**WHAT THE EXERCISE ASKS:** Rewrite each of the entries below, replacing "endpoint" with "service" and keeping every other word and line the same.
***
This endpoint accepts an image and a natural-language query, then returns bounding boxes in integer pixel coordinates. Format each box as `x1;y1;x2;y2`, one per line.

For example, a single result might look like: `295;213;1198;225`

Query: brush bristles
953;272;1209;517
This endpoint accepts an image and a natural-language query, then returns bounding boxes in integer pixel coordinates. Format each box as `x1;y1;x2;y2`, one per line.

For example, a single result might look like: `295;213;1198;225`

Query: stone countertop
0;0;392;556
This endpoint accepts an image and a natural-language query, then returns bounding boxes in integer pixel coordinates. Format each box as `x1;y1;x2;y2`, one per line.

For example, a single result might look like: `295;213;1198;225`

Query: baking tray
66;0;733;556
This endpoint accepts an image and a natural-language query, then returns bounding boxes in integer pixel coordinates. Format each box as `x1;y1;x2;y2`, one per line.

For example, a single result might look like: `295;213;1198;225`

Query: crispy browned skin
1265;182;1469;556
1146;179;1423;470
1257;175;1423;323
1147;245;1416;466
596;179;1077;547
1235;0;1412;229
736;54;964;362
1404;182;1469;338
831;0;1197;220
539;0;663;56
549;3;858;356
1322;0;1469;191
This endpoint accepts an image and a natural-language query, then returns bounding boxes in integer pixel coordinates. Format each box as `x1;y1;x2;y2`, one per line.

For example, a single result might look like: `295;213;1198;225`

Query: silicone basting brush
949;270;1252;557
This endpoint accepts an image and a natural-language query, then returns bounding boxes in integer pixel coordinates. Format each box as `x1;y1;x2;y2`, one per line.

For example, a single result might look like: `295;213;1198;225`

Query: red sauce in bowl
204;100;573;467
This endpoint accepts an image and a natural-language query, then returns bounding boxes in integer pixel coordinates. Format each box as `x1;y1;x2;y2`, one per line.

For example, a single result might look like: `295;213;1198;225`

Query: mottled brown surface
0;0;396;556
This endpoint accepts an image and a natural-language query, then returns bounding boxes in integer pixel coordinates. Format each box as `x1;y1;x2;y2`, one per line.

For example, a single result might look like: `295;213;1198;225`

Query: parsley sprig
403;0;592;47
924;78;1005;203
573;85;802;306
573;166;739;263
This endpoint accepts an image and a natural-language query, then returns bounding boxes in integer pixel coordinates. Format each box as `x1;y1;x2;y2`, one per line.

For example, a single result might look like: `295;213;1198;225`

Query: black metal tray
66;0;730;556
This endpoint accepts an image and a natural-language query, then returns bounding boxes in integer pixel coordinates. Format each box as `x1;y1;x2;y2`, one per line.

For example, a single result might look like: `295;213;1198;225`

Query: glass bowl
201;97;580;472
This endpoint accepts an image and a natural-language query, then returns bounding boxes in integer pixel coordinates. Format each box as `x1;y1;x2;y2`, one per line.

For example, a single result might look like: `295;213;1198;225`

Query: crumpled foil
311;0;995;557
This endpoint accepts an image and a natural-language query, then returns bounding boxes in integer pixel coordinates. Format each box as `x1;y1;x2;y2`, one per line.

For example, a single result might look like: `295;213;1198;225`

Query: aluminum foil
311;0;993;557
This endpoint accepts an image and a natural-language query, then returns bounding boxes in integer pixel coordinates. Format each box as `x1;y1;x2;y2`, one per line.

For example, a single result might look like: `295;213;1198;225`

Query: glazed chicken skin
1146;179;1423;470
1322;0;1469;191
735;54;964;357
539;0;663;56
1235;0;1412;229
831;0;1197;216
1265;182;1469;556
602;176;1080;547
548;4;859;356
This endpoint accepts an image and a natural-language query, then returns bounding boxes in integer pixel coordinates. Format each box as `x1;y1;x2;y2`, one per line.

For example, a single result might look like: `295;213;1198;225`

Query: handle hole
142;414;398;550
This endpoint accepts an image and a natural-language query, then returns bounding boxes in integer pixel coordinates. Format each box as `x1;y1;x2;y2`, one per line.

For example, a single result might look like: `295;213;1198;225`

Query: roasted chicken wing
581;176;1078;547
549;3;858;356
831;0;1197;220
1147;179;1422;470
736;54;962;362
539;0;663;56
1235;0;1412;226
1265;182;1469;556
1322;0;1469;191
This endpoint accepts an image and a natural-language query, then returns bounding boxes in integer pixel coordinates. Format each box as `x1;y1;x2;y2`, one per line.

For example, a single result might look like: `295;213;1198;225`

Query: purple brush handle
***
**SOLUTION BELOW:**
This service accepts an image and a natural-language query, then returns bounding boxes in integer pixel coordinates. Format each box as `x1;y1;x2;y2`, one per line.

For example, a single result might look like: `295;213;1198;225`

Query: brush bristles
953;272;1209;517
This service accepts an image and a natural-language query, then returns bounding boxes in integer pixel coordinates. Format each box as `x1;y1;x2;y2`, one per line.

For example, a single result might look like: `295;213;1198;225`

Query: stone countertop
0;0;392;556
This service accepts an image and a natural-language query, then returns bounding boxes in integer pixel coordinates. Format each box as `x1;y1;x2;y2`, one per line.

For example, a single result might look like: `295;213;1198;225`

Query: baking tray
66;0;733;556
This service accepts an image and a natural-language query, then returns bounding boxes in integer pixel coordinates. Format each box as `x1;y1;x2;y2`, one per line.

For example, a single result might look like: `295;213;1198;225`

Query: crispy browned skin
1265;182;1469;556
1146;179;1423;470
1257;175;1423;323
1147;245;1416;466
596;179;1077;547
1235;0;1412;229
736;54;964;362
1404;182;1469;338
831;0;1197;220
539;0;663;56
549;3;858;356
1322;0;1469;191
This service accepts an image and a natural-language query, then returns bounding boxes in integer pixel coordinates. Format each box as `x1;y1;x2;y2`, one per line.

For example, a single result might look like: `295;213;1198;225`

Query: silicone basting brush
949;270;1252;557
This service accepts an image and a natural-language query, then returns bounding boxes in integer pixel coordinates. Format each box as `x1;y1;x2;y2`, one per line.

For example, a single result might look like: `295;213;1198;225`

Query: red sauce in bowl
204;100;573;467
This service accepts an image and a natural-language query, then returns bounding boxes in integer pixel coordinates. Format each box as `x1;y1;x2;y2`, one per line.

For example, a single result might look like: `295;213;1198;225`

Query: mottled brown surface
0;0;396;556
This service accepts an image and a natural-language query, then returns bounding boxes in integer pixel coordinates. Format each box as `x1;y1;x2;y2`, one per line.

For example, a single result might look like: `295;213;1198;225`

Query: parsley sprig
403;0;592;47
924;78;1005;203
573;85;802;306
573;166;739;263
This service accepts an image and a natural-language query, then returns bounding boxes in integer pixel coordinates. Format each box as `x1;y1;x2;y2`, one per line.

For example, a single result might look like: `295;213;1198;225`

Query: black metal tray
66;0;730;556
This service accepts an image and a natural-language query, then returns bounding boxes in integer pixel coordinates. Format each box as `x1;y1;x2;y2`, one per line.

For example, a single result might look like: `295;213;1198;225`

Query: glass bowl
201;97;580;472
This service accepts an image and a natural-language query, then returns bounding boxes in integer pixel coordinates. Format each box as `x1;y1;x2;y2`, one per line.

For example, a single result might look like: `295;213;1198;225`

Query: crumpled foil
311;0;995;557
This service accepts an image and a natural-language query, then returns bounding boxes in integer pixel coordinates. Format each box as `x1;y1;x2;y2`, one per line.

For example, a single result might look like: `295;213;1198;225`

Query: aluminum foil
311;0;993;557
This service accepts an image and a natural-language query, then returns bounding boxes in integer pixel coordinates. Format each box as `x1;y1;x2;y2`, one per line.

For example, a single result might look like: `295;213;1198;225`

Query: glazed chicken skin
1146;179;1423;470
1322;0;1469;191
735;54;964;357
539;0;663;56
1235;0;1412;229
831;0;1197;216
1265;182;1469;556
602;176;1080;547
548;4;859;356
This service accepts an image and a natural-language query, then returns bounding boxes in integer pixel coordinates. Format each box as `x1;y1;x2;y2`, one per line.

For example, a single result might look like: `295;213;1198;225`

Query: handle hole
142;414;398;550
This service accepts an image and a natural-language query, then returns bounding boxes in integer pixel coordinates. Format each box as `x1;y1;x2;y2`, one per line.

For example, a single result might look like: `295;213;1198;225`

Query: roasted chicken wing
581;176;1078;547
549;3;858;356
831;0;1197;220
1147;179;1422;470
736;54;962;362
539;0;663;56
1235;0;1412;226
1265;182;1469;556
1322;0;1469;191
This service accepts an image and a natural-language query, then returns bounding boxes in integer pixel coordinates. Format each box as `x1;y1;x2;y2`, one per line.

For example, a single result might look like: `295;213;1198;225`

Query: purple brush handle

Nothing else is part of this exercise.